» **Source text**:
======
As a business owner or somebody building a professional brand, your social media platform of choice might well be LinkedIn.

Which brings us to best-selling author Brad Meltzer.

He has a new book out, about the first, unsuccessful assassination attempt on President Lincoln. Surprisingly, I first learned about it on LinkedIn.

I don't normally think of LinkedIn as a place to learn about new books, at least if they're not about business or professional development. But, I've known Meltzer for a while, so I reached out to ask him about it.

We had a long wide-ranging talk about his books and his work, which you can find on Understandably.com. But as a business owner, his insights into what works on LinkedIn contain some good takeaways.

1.    Actually use it (for networking and outreach).

Meltzer said that even with millions of books sold, and having interviewed presidents and Supreme Court justices for research, he still uses LinkedIn actively for research and as a networking tool.
======
[Stored data]
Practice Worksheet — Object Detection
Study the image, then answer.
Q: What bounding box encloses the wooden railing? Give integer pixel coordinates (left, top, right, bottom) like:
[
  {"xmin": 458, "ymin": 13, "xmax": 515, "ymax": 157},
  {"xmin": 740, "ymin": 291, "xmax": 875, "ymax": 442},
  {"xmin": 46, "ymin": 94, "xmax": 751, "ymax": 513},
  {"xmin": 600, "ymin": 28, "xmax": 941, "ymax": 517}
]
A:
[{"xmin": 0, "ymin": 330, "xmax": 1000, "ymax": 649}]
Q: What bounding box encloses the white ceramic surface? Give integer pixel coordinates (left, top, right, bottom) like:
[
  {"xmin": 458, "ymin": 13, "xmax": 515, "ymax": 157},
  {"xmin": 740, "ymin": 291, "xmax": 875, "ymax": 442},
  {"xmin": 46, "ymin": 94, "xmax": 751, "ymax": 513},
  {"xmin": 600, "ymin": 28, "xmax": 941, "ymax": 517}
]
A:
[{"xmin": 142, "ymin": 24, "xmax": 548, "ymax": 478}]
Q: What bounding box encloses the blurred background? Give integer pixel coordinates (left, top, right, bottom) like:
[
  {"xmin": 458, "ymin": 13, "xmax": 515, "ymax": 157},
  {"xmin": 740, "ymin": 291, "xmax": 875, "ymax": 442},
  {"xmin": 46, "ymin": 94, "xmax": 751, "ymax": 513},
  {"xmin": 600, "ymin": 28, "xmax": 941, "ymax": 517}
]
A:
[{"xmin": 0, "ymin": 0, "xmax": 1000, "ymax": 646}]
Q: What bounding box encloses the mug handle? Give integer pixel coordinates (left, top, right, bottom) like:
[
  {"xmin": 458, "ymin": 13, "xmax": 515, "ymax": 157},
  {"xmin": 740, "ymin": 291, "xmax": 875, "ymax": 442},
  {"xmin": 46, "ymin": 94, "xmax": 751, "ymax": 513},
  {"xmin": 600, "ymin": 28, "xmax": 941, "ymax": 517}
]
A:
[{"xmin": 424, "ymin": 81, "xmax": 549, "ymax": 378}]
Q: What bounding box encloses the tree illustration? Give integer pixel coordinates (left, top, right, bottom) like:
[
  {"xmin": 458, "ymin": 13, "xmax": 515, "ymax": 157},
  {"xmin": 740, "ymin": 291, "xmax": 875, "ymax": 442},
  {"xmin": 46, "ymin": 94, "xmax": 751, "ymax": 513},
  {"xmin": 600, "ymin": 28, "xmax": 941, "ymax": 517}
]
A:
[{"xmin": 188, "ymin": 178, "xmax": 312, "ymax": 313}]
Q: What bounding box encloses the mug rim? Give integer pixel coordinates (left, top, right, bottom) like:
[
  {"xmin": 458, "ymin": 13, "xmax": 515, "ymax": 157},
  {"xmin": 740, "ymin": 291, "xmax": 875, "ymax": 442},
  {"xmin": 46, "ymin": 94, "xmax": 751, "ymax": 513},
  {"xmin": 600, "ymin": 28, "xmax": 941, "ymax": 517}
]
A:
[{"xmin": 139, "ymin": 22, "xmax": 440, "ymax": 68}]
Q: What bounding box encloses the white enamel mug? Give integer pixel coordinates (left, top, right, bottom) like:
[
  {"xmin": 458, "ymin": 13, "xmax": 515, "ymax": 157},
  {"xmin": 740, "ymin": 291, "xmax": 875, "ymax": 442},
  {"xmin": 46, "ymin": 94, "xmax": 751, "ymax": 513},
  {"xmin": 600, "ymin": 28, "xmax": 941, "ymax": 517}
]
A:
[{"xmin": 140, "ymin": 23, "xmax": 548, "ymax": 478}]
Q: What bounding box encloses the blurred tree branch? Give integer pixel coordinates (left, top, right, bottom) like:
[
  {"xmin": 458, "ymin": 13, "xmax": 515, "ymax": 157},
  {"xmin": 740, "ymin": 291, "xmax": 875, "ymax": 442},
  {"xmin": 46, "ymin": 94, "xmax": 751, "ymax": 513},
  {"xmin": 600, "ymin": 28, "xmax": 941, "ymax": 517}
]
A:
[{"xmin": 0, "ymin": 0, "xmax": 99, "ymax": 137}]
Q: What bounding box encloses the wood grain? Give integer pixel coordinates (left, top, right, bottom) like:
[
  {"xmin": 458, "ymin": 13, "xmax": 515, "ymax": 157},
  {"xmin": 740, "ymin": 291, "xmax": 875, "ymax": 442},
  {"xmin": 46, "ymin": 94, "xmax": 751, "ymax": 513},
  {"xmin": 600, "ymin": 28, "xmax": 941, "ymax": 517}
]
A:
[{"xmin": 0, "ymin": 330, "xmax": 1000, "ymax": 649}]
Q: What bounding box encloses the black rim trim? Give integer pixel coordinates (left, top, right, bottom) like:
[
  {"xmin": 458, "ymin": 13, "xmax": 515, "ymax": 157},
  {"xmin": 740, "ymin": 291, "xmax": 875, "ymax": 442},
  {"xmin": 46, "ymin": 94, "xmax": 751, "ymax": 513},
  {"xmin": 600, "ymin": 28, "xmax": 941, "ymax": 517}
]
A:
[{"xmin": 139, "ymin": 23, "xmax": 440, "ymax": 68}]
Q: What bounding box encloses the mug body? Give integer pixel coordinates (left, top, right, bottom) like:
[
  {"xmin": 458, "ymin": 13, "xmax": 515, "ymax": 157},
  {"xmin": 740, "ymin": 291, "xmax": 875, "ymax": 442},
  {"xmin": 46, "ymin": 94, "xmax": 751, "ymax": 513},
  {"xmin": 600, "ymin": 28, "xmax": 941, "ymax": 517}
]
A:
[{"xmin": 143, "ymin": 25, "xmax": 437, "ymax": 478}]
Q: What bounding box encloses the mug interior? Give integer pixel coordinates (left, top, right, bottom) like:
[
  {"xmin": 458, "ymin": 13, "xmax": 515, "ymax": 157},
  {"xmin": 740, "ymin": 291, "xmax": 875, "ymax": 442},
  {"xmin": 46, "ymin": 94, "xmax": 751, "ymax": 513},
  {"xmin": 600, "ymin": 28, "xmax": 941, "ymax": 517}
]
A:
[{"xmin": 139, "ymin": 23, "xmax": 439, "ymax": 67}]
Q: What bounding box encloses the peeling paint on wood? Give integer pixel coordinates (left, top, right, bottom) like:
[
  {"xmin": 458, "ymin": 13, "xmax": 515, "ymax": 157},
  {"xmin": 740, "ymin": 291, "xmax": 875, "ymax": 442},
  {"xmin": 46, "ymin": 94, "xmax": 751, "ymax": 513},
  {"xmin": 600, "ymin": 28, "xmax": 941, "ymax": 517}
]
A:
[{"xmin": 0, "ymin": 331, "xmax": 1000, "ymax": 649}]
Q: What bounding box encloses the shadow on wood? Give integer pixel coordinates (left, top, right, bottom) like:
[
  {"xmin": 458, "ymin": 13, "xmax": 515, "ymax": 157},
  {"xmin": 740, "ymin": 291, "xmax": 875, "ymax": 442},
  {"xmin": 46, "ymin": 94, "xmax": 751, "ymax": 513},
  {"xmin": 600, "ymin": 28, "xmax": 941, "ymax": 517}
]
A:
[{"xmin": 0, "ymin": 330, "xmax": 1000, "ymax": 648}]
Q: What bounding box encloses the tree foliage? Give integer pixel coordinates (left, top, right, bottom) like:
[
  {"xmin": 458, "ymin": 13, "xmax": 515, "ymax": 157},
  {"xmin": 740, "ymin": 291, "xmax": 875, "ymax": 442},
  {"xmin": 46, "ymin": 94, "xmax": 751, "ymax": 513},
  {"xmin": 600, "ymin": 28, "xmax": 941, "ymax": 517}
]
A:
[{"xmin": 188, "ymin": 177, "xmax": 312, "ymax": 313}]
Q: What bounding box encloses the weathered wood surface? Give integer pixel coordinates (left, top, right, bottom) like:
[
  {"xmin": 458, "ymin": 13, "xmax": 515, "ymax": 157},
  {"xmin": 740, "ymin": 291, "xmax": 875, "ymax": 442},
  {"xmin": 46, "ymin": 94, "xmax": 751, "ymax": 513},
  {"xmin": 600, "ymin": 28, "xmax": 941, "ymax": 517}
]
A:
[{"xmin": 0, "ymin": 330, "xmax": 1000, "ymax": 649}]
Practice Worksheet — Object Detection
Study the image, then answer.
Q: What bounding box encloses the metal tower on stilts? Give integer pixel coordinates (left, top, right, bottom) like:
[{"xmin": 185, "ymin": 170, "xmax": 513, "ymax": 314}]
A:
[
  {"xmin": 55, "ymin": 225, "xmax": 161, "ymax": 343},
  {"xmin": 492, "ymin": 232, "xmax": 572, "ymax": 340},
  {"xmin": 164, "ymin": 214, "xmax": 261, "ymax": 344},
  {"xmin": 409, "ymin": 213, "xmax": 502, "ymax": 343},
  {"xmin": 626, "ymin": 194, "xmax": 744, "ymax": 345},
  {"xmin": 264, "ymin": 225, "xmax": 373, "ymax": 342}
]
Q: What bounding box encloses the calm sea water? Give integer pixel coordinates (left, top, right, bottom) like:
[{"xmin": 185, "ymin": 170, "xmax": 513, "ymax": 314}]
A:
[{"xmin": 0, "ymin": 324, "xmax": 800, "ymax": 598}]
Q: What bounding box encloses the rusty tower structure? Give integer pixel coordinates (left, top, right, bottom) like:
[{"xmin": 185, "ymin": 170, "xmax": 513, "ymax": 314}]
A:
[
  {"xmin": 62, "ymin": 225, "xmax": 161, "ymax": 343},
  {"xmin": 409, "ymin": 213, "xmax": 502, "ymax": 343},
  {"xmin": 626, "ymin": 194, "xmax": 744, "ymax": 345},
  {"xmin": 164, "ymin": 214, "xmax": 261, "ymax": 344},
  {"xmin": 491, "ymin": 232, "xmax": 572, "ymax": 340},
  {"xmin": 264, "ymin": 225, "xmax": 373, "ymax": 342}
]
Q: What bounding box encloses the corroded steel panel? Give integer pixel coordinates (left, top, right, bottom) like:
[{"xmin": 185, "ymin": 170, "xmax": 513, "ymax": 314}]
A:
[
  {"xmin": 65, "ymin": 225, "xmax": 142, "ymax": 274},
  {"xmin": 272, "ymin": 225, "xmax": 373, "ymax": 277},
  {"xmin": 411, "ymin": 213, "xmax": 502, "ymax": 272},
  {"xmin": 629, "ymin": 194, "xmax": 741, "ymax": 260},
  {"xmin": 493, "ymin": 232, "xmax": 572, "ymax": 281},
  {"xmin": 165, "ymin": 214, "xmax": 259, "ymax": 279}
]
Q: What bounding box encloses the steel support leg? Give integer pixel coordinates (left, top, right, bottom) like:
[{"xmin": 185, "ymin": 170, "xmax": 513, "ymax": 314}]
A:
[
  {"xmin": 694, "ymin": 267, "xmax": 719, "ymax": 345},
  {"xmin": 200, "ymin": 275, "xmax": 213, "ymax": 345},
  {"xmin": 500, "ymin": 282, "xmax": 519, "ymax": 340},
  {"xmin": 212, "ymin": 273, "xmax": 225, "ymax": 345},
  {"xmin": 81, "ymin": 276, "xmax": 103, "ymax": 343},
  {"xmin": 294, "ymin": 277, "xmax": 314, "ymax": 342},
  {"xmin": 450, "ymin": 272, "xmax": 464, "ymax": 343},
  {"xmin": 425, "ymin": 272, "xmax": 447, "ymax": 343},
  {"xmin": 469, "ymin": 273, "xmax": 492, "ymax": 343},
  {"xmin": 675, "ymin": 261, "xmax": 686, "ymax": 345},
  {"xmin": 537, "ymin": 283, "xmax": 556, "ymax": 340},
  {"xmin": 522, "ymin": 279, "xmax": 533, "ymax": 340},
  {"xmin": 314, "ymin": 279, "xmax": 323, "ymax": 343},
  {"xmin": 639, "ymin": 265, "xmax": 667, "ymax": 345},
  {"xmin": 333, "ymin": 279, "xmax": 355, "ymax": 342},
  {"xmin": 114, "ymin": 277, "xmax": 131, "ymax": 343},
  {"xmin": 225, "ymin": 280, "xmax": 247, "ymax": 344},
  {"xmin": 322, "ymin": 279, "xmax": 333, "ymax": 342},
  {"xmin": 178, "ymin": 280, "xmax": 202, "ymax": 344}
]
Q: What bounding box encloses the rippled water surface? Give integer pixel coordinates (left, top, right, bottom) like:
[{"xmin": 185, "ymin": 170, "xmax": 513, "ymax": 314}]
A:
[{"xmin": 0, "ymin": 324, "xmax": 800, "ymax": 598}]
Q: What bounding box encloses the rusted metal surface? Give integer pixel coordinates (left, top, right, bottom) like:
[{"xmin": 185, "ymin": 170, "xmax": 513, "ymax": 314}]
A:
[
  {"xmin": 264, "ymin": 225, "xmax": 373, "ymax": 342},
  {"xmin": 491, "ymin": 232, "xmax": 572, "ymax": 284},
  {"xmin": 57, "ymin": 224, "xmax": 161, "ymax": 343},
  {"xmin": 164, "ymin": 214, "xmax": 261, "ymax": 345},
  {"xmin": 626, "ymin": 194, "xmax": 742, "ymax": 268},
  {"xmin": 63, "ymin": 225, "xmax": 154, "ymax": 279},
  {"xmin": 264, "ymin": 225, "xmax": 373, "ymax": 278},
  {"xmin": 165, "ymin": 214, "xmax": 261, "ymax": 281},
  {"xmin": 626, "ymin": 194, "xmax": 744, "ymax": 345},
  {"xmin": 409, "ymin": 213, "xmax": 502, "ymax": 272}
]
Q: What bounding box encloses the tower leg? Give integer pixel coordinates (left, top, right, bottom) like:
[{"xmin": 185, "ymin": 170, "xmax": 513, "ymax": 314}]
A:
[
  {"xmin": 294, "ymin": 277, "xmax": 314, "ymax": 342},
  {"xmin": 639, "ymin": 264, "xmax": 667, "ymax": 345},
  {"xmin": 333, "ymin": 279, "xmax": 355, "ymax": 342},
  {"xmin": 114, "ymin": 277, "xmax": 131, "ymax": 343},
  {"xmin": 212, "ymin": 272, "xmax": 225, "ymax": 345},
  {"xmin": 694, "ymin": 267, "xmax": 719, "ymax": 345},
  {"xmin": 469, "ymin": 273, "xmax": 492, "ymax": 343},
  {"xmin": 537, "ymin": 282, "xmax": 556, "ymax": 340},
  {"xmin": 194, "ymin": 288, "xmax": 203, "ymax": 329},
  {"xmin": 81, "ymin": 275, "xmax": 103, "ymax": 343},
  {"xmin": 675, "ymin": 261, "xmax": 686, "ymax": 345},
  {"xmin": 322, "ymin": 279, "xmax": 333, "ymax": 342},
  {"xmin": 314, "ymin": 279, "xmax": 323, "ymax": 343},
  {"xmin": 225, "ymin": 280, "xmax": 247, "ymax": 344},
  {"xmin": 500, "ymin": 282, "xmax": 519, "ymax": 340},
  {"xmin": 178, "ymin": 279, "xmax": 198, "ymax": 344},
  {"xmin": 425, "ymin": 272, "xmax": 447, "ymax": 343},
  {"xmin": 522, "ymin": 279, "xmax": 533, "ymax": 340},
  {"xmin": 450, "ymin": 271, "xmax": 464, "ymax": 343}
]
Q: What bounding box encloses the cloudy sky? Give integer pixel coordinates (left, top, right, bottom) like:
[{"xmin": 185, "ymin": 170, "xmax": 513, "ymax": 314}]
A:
======
» **Exercise instructions**: Duplicate everything in the LinkedIn article from "As a business owner or" down to "some good takeaways.". These entries have nothing to do with the LinkedIn article.

» **Worked answer**:
As a business owner or somebody building a professional brand, your social media platform of choice might well be LinkedIn.

Which brings us to best-selling author Brad Meltzer.

He has a new book out, about the first, unsuccessful assassination attempt on President Lincoln. Surprisingly, I first learned about it on LinkedIn.

I don't normally think of LinkedIn as a place to learn about new books, at least if they're not about business or professional development. But, I've known Meltzer for a while, so I reached out to ask him about it.

We had a long wide-ranging talk about his books and his work, which you can find on Understandably.com. But as a business owner, his insights into what works on LinkedIn contain some good takeaways.